──────── Data supplied

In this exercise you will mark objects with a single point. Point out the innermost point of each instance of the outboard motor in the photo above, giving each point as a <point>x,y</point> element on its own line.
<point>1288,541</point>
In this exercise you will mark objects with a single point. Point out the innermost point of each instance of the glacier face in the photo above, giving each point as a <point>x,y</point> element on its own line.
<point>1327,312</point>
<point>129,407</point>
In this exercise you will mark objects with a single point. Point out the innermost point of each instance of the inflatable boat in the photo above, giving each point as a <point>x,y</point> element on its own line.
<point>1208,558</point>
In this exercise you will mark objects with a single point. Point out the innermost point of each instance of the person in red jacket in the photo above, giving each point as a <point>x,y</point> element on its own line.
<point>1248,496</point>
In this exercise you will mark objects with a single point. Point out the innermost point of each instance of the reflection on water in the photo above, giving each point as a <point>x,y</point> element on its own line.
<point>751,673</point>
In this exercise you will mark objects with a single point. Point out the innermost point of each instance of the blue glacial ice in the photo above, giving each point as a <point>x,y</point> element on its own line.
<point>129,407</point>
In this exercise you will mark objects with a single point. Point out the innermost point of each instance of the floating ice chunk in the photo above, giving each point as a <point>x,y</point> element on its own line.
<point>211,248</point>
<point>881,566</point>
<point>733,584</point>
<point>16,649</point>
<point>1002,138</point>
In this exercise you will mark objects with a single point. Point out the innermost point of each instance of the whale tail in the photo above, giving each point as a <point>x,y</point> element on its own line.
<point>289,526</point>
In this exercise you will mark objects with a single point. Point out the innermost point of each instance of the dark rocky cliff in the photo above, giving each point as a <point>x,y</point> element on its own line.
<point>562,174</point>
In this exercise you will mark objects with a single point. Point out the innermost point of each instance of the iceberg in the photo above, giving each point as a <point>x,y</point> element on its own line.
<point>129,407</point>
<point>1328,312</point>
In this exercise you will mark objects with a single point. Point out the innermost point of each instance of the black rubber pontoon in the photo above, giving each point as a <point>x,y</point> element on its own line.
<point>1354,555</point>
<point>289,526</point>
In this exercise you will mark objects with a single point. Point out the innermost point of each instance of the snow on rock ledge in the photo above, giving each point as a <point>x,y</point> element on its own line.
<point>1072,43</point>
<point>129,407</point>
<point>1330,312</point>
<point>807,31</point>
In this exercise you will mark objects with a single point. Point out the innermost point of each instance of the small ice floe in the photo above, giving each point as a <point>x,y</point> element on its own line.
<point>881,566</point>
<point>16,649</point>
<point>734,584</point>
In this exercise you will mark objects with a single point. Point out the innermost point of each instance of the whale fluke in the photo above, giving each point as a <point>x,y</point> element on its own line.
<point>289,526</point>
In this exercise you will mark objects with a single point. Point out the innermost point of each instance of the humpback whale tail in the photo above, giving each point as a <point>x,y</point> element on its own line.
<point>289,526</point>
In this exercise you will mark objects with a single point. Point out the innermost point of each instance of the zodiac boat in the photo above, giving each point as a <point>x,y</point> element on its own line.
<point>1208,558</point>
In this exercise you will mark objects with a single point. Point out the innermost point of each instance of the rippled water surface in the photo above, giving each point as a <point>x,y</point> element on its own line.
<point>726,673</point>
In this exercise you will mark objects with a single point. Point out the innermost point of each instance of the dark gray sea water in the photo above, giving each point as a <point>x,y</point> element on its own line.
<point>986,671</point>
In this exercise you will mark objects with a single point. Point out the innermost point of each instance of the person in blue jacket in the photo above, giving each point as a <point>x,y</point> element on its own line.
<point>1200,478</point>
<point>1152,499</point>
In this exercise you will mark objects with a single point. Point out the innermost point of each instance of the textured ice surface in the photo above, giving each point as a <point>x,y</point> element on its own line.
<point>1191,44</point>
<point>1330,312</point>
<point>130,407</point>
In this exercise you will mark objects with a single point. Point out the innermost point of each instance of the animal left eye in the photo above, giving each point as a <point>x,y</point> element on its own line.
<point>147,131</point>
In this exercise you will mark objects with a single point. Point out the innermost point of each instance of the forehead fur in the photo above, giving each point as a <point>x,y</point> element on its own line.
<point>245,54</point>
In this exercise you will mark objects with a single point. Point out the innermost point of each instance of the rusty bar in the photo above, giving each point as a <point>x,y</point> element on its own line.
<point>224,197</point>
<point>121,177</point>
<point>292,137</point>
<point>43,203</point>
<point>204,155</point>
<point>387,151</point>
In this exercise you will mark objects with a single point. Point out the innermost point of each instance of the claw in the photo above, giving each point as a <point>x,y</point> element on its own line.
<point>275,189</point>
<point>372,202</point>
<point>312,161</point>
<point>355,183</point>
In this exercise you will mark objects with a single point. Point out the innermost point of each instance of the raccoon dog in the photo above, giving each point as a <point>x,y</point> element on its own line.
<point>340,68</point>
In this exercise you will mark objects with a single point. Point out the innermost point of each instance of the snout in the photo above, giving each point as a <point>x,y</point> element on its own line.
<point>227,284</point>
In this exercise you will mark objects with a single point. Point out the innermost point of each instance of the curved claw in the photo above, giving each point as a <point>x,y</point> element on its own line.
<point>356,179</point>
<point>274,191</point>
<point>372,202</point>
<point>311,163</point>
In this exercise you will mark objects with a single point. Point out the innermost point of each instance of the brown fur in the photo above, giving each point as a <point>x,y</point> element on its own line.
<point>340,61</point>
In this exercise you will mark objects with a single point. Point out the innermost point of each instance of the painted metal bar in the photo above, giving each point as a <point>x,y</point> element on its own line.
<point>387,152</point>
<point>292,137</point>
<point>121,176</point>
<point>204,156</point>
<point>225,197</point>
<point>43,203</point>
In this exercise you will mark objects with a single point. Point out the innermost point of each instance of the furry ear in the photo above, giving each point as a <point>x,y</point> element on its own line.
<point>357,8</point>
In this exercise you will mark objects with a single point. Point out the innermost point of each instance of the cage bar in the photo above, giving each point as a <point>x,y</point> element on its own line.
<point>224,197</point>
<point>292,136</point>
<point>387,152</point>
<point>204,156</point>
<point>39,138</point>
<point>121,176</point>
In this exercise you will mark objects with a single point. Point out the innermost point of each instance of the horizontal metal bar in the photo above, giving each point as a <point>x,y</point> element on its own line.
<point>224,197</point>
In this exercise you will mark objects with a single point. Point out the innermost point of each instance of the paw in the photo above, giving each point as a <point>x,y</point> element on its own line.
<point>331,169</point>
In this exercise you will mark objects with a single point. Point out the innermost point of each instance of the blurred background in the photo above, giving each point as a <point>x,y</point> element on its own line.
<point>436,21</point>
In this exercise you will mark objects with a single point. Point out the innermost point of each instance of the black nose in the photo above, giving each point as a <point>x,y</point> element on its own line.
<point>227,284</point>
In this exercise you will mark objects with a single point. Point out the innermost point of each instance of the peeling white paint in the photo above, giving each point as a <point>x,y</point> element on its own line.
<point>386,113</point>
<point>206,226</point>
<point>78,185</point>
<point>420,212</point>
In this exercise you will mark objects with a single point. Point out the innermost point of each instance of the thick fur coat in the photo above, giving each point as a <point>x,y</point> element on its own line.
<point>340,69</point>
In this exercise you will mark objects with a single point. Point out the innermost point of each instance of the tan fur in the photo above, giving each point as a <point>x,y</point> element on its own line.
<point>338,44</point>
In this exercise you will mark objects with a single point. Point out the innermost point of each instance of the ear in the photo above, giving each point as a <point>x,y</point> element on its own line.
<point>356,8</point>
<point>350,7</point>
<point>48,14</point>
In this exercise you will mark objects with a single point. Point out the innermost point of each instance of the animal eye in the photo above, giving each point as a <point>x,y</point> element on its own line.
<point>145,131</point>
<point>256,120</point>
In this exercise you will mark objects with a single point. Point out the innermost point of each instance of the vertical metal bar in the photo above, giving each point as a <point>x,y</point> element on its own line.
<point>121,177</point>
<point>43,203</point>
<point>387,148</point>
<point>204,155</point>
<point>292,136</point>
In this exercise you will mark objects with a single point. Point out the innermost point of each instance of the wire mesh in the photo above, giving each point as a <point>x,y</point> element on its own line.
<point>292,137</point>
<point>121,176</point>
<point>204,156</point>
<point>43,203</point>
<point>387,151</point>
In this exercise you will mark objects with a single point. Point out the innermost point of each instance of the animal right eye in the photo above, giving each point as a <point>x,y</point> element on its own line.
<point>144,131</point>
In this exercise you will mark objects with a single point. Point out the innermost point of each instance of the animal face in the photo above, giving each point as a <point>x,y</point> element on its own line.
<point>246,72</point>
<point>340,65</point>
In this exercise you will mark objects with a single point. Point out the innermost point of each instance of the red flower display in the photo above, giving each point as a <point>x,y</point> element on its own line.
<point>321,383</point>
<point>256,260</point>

────────────────

• **Task to carry out**
Output exactly the lines from the one containing "of the vertical" through the last line of the entries, both ends included.

• **Finished exercise**
In this exercise you will mark objects with a single point. Point out the innermost point of each instance of the vertical metal bar in the photo above, giving each point as a <point>x,y</point> element on its own line.
<point>121,177</point>
<point>43,203</point>
<point>387,148</point>
<point>204,155</point>
<point>292,136</point>
In this exercise you will mark objects with a single point. Point out the innermost point of each instance of the wire mesh in the photo above, giving each point as a <point>x,y</point> element on its own line.
<point>292,137</point>
<point>121,176</point>
<point>204,156</point>
<point>43,203</point>
<point>387,151</point>
In this exercise you will mark objects with a single point. Point out the innermost point of each instance of the animal right eye in the photo above, giving each point as a <point>x,y</point> element on its own line.
<point>144,131</point>
In this exercise you will mark objects with a single point. Point out the innermost point of each instance of the animal face in the photo above, giving each point as a <point>x,y</point> element on its own line.
<point>246,72</point>
<point>340,65</point>
In this exercise you will mark objects with a single point. Point out the innermost point of each instance of the red flower display in the photo above, giving each point as a <point>x,y</point> element on its own line.
<point>321,383</point>
<point>256,260</point>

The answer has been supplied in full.